• [Problem to solve]:
Should any entry seem unclear, still set it down exactly as given, along with all the others.
————
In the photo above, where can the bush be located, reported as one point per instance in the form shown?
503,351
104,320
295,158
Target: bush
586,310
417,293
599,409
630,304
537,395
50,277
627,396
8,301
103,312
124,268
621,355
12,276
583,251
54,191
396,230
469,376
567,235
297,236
————
• [Output for this task]:
In the photo above, where can the bush be located, reported as one point per instance in the form shown?
503,351
104,320
295,158
Target: bush
586,310
417,293
599,409
630,304
537,395
50,277
627,396
8,301
103,312
124,268
621,355
12,276
583,251
54,191
396,230
469,376
567,235
297,236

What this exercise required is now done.